## Task prompt
Pull every line containing the word "window" from the records.

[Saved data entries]
---+---

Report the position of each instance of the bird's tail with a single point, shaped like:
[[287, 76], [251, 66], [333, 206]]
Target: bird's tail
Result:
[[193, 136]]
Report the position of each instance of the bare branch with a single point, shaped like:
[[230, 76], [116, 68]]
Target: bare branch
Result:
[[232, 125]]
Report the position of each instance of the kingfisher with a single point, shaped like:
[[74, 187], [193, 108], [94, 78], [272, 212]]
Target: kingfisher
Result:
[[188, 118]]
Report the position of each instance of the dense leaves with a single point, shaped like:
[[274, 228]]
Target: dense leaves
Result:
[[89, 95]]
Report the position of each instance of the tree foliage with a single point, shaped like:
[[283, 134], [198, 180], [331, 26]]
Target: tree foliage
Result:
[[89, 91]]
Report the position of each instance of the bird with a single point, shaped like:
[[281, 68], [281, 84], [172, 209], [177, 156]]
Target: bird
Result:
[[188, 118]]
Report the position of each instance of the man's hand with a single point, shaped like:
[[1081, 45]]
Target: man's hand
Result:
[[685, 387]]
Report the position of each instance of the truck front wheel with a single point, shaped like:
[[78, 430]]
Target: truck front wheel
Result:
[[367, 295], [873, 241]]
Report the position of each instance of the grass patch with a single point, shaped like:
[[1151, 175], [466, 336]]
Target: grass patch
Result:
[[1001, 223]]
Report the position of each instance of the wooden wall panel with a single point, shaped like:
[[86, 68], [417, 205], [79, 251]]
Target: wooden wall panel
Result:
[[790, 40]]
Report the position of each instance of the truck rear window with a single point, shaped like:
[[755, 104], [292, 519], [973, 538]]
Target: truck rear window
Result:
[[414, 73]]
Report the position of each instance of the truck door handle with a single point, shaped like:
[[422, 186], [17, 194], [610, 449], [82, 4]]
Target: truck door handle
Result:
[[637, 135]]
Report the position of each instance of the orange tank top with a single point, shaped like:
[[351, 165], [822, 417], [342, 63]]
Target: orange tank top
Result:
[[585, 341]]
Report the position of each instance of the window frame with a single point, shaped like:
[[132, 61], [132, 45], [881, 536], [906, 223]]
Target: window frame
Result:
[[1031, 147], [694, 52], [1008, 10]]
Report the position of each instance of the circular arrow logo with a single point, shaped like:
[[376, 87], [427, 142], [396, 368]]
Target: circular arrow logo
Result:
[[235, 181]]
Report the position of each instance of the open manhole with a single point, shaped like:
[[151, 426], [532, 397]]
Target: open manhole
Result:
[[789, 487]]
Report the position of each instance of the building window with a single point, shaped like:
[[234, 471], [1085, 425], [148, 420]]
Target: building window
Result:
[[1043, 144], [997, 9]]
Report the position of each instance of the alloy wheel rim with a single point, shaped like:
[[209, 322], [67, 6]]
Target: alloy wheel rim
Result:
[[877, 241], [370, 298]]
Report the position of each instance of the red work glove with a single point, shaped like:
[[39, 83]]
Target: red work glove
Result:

---+---

## Answer below
Report the position of each instance of the truck rear window with a single point, shaped like:
Target: truck rear window
Report the position of each instance of the window frame with a single point, shaped like:
Target: window frame
Report the position of each instance of the building window with a single point, shaped like:
Target: building window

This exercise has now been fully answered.